* _TASK INSTRUCTIONS_: Could you repeat the lines below, from the first one through the line holding "x=139, y=66", inclusive, with every line kept, and add -115 to each x and y coordinate in the answers?

--------------------------------------------------

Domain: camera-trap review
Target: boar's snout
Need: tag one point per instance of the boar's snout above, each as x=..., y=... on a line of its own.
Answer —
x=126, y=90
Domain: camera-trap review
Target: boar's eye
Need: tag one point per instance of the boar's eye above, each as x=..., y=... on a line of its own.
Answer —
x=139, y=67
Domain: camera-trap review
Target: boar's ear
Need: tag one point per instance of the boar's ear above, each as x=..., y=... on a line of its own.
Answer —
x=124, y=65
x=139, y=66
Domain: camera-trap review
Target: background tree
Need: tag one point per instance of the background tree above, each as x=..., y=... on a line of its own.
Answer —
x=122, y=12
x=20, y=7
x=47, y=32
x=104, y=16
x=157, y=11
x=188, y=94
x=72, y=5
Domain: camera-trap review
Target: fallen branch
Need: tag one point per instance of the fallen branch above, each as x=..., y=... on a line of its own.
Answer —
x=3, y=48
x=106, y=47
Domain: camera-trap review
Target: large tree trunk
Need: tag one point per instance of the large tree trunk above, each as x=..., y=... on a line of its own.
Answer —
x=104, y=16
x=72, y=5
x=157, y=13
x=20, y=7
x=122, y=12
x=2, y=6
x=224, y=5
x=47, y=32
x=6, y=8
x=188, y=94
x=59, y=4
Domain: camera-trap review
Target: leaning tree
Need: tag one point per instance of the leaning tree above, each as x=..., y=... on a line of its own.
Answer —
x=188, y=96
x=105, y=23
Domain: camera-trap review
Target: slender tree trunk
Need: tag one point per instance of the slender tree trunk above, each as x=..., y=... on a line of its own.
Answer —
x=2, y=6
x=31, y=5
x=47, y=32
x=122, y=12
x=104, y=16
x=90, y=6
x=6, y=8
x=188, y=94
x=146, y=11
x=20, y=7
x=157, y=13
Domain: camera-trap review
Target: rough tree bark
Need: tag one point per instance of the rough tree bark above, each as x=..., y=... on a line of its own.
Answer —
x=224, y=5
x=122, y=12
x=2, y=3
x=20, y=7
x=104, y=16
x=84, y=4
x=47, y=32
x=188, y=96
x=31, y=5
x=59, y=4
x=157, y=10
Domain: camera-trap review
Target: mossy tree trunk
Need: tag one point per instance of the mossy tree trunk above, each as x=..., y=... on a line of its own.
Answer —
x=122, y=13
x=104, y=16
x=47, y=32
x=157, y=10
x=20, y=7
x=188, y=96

--------------------------------------------------

* _RESPONSE BELOW_:
Domain: camera-trap review
Target: boar's snout
Need: tag one point per instance of the boar's snout above, each as x=..., y=... on a line of its own.
Answer —
x=11, y=-25
Domain: camera-trap review
Target: boar's eye
Need: tag one point per instance of the boar's eye above, each as x=..., y=... on a line of its own.
Answer —
x=24, y=-48
Domain: camera-trap review
Target: boar's ear
Need: tag one point per instance of the boar's ear above, each as x=..., y=... on a line of its own.
Answer —
x=9, y=-50
x=24, y=-49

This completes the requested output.